Exercise passage below:

I tried that but I can't get a straight cut from them. :laughing:


----------



## cowboy dan (Apr 11, 2010)

ScottyB said:


> I tried that but I can't get a straight cut from them. :laughing:


 
sorry. in my shop i play mechanic and carpenter. so my tip is refering to raising a car


----------



## johnv51 (Oct 27, 2008)

1. Always wait for the blade to stop before picking any pieces up.
2. I enjoy woodworking and drinking but when I've tried to do them at the same time I screw both up completely.
3. If I feel tired, upset or distracted I take a break or stop for the day.


----------



## cfbrew2 (Apr 15, 2010)

Here is a good safety tip. Make sure your tools are sharp. A dull tool is more dangerous.


----------



## jaleentreveon (Apr 22, 2010)

Thanks for your nice tips.It helped me a lot....


----------



## Tony B (Jul 30, 2008)

*Safety Tips*

Rule No. 1 : If you have to think whether a particular operation is safe or not, then it is likely _*not.*_ See if you can up with a better plan of attack. 

Rule No. 2: No Distractions while working. This means no kids, no pets or otherwise unnecessary people hanging around. Also include personal problems as a distraction. Different things distract different people. Generally, If I am on the table saw I can stay focused on what I am doing when others are also working with power tools. What distracts me more than anything is when someone is trying to sweep up when I am working. Probably because of the movement all over the place. In either case, I shut down the clean-up when I am on the table saw. 

Rule No. 3: When operating a table saw, stand where you have the best balance and most control over the work piece. If that means standing directly in the line of fire of possible kick-backs, so be it. If you purposely go out of your way to *not* stand directly behind the blade, you will most likely be the cause of kick-backs, except you might lose fingers instead of getting hit with a piece of wood. If you are that scared of kick-backs, get rid of your table saw because the fear alone is a major distraction. 

here are a few more.

If you even think you need help with something stop immediately and get help.

No alcohol while on a work shift.

If something just don't feel right, don't do it. 

If an operation requires more than just you, take a few minutes to explain exactly what your intentions are and how it will be done with each individual's function outlined. If while performing the operation, something changes or things aren't working out as planned, stop the operation and re-think it as a group. This even includes simple things like 2 people erecting a scaffold. These discussions usually only take 3 to 5 minutes and the time saved when working as a team more than makes up for the 5 minutes of meeting time. There was a time when these little pre-task discussions were called a 'joint meeting' but I dont allow drugs in my shop - thus the term 'pre-task'. 

I have electrical recepticles on my work benches and out feed table mounted directly under the top. This puts electricity at waiste height so there is absolutely no reason to not pull the plug when working on tools. Make your electricity readily accessable and removing plugs when working on tools or changing blades will be easy to do. No bending or twisting.


Fortunately, in 30 years of woodworking and many of those years full time, I have not had any major injuries nor has anyone that worked for me.


----------



## Stick (Aug 23, 2007)

End of Exercise passage.

What is being asked
Answer these questions about the woodworking safety thread.
(a) What does johnv51 say to wait for before picking any pieces up?
(b) Where has Tony B mounted electrical receptacles?
(c) How many years of woodworking does Tony B mention?

Provided information below:

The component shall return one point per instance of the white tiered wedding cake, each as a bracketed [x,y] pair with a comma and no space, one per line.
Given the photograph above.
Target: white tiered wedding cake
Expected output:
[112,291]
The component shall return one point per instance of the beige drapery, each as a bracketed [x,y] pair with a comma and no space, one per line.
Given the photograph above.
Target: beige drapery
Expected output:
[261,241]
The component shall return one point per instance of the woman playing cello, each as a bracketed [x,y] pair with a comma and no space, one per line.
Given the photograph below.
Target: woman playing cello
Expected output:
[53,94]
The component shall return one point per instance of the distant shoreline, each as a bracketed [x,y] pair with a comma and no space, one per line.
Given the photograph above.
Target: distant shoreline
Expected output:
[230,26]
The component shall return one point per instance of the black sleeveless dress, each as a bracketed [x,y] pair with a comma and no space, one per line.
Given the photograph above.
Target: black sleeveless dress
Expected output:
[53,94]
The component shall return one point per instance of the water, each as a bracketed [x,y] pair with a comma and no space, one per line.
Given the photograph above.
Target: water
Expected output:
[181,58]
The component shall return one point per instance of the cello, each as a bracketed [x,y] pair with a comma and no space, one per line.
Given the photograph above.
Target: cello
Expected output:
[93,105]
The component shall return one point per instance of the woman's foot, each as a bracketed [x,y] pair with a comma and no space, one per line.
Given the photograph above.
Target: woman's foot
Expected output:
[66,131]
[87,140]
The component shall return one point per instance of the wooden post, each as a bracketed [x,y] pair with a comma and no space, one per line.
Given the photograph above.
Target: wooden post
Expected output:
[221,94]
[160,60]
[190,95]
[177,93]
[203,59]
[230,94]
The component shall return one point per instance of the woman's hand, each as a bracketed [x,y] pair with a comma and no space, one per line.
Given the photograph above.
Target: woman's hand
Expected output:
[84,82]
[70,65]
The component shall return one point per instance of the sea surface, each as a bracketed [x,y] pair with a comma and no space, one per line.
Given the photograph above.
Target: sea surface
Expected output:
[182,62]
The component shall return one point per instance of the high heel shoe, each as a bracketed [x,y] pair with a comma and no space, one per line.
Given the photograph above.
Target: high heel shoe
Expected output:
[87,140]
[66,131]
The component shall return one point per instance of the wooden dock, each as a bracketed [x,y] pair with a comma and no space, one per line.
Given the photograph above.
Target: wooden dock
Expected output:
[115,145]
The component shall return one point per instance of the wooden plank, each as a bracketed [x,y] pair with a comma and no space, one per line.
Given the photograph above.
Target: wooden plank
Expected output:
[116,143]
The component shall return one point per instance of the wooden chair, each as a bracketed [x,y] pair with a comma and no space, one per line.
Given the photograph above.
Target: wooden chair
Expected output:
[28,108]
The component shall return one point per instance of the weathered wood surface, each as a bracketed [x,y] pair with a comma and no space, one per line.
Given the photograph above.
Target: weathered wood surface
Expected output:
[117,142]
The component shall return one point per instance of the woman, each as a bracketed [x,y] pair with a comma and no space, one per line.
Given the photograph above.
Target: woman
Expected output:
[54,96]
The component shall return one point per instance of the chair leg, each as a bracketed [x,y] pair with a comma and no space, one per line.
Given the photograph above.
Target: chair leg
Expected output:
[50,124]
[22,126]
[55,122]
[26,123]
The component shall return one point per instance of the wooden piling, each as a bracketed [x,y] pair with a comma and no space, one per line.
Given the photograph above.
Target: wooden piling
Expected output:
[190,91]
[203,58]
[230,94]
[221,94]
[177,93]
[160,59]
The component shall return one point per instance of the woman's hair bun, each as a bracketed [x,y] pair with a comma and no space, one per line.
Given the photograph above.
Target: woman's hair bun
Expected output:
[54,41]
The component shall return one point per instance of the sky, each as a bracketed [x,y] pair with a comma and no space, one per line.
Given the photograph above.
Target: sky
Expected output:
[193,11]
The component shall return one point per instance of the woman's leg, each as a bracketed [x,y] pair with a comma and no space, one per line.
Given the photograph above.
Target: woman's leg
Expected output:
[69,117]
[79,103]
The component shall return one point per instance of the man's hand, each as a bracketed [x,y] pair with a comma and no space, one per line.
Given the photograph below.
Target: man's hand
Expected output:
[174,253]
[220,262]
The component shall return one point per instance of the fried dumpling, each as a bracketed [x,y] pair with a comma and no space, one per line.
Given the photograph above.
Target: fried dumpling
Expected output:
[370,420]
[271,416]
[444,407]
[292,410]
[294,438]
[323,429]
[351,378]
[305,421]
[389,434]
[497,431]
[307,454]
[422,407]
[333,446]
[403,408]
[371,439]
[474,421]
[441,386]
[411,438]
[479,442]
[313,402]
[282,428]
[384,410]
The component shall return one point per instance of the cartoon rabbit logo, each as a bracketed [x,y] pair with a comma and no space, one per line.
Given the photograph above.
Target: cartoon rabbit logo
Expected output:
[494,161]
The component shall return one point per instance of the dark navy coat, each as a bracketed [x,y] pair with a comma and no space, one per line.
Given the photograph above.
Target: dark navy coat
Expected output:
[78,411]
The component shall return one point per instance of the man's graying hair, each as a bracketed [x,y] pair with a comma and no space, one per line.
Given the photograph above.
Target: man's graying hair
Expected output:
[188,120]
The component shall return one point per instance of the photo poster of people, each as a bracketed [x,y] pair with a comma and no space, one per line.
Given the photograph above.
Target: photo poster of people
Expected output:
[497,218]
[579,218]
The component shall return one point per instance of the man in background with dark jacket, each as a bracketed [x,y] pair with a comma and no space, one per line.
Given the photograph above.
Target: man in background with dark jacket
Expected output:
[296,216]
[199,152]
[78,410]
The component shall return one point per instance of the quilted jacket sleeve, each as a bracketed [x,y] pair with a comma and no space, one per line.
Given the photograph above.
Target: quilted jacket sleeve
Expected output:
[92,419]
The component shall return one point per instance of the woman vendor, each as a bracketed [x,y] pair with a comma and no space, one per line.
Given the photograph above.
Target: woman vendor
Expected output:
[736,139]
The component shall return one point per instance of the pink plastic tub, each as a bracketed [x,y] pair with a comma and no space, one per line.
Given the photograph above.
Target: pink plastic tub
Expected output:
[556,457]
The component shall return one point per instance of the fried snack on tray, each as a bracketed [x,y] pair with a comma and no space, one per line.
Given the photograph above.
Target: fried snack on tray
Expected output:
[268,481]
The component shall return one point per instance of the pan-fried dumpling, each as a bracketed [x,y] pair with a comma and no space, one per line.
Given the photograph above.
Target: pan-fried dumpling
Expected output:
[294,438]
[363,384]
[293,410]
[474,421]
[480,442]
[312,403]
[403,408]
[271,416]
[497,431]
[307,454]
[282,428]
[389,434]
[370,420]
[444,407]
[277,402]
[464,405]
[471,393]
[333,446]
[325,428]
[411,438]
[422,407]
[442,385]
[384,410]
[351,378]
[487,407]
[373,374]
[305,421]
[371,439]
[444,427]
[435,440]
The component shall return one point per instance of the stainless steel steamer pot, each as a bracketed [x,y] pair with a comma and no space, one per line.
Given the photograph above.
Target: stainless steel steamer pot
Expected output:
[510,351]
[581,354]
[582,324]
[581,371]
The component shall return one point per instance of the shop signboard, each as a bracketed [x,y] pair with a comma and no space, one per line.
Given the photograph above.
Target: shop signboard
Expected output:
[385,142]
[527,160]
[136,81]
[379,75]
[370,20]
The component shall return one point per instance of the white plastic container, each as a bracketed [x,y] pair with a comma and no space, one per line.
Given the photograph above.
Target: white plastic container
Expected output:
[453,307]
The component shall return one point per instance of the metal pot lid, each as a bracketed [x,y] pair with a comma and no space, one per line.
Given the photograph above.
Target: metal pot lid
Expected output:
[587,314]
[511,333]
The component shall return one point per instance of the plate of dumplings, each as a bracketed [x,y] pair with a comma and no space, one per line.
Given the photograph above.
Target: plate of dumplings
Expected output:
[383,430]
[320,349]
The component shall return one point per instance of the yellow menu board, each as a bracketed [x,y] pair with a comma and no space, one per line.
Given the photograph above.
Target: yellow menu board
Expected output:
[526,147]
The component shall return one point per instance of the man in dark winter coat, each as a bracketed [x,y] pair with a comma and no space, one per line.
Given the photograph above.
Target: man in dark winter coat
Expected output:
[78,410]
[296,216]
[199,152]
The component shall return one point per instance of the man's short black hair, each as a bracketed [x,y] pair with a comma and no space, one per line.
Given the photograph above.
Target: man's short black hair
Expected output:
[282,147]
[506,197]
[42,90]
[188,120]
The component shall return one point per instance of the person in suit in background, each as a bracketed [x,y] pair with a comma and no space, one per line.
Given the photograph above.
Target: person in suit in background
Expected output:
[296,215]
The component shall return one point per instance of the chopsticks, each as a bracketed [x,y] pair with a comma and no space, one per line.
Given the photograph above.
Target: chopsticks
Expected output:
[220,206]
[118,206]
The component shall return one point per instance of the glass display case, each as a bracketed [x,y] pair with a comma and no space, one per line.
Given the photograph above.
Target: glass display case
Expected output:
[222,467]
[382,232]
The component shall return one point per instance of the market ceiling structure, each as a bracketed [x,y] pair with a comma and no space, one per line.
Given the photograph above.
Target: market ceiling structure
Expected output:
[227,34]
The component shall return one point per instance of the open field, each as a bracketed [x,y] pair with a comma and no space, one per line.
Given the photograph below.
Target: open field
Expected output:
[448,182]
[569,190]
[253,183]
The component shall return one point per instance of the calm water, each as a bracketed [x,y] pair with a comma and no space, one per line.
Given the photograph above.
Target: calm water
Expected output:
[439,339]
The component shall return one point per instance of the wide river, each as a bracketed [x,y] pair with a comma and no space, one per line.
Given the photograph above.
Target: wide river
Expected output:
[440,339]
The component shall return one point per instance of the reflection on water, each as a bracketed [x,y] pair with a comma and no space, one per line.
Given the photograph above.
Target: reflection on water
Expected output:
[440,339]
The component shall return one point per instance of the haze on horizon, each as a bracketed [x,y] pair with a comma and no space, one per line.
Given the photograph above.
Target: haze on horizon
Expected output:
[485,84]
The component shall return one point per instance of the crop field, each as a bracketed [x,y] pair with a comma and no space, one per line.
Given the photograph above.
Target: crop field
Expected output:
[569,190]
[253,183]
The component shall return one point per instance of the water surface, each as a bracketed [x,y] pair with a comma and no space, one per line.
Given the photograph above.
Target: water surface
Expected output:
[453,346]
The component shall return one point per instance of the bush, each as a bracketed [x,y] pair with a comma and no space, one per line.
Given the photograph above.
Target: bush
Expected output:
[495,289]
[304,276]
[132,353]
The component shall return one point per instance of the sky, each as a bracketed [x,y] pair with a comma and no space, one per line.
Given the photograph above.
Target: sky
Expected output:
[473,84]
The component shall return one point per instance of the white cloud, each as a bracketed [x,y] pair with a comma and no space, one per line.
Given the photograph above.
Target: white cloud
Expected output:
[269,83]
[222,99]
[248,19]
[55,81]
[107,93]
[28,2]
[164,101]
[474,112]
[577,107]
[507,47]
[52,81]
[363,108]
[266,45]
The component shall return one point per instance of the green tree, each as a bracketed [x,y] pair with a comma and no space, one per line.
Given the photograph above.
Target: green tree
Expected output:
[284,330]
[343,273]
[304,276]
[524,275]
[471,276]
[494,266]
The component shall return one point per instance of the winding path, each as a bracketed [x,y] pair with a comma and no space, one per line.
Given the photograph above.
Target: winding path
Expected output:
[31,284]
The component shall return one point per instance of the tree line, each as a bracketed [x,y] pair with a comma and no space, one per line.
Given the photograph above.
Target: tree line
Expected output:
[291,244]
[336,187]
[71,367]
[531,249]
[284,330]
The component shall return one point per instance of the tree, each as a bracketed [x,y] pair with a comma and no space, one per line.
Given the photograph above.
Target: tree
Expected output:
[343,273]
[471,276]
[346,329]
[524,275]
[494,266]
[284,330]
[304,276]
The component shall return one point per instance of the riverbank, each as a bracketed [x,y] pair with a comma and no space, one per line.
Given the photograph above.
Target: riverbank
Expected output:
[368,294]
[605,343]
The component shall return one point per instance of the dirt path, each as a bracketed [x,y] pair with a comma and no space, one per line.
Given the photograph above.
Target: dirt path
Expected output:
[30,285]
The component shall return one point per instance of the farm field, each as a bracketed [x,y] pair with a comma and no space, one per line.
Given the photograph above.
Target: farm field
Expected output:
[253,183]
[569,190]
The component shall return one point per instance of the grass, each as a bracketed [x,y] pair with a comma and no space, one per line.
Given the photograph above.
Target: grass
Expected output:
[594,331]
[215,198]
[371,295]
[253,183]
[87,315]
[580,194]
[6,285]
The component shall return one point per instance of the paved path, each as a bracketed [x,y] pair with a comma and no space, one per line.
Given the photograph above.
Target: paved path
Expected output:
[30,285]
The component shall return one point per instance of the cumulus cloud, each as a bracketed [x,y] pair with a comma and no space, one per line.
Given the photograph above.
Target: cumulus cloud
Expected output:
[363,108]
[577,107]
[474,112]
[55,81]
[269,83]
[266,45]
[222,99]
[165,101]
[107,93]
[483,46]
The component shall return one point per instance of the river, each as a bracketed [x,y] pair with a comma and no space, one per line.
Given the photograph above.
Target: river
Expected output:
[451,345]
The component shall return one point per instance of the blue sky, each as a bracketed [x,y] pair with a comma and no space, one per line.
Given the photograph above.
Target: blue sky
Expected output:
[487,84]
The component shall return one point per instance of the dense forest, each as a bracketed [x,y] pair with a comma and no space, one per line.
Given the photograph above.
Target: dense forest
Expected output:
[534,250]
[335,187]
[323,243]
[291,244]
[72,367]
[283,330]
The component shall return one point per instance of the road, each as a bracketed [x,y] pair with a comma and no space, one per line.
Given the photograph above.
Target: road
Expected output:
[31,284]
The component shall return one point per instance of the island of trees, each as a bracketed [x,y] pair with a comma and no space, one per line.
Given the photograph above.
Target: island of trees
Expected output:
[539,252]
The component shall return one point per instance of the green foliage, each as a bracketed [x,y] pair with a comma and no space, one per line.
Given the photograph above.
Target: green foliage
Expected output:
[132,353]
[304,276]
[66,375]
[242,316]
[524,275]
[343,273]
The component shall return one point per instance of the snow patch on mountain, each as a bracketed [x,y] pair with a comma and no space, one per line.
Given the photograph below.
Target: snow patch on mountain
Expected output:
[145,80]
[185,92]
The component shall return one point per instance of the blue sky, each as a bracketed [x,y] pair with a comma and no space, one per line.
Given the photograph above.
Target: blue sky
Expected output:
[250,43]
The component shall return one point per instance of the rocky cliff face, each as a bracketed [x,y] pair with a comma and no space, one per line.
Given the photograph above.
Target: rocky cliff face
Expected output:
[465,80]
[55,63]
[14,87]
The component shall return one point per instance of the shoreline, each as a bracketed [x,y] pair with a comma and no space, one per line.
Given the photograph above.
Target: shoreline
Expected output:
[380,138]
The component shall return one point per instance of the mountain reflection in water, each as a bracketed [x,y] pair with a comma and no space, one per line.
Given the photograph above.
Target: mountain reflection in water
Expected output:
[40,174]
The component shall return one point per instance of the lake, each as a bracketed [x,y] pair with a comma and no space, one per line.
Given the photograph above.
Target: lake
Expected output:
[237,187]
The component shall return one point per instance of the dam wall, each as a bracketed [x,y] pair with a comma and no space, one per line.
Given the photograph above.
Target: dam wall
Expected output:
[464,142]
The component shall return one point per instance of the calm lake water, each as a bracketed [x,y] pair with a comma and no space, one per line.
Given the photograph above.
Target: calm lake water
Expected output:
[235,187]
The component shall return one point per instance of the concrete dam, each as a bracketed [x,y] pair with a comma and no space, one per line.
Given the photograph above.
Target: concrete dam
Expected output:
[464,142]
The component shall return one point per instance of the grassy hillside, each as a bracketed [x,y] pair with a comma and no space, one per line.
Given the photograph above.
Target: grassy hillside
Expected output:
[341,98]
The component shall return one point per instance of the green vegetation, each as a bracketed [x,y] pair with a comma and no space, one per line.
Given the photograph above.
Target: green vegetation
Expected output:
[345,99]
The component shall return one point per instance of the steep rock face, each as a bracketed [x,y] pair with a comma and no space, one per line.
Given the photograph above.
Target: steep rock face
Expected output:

End of Provided information.

Response to the exercise
(a) The blade to stop.
(b) On the work benches and out feed table, directly under the top.
(c) 30 years.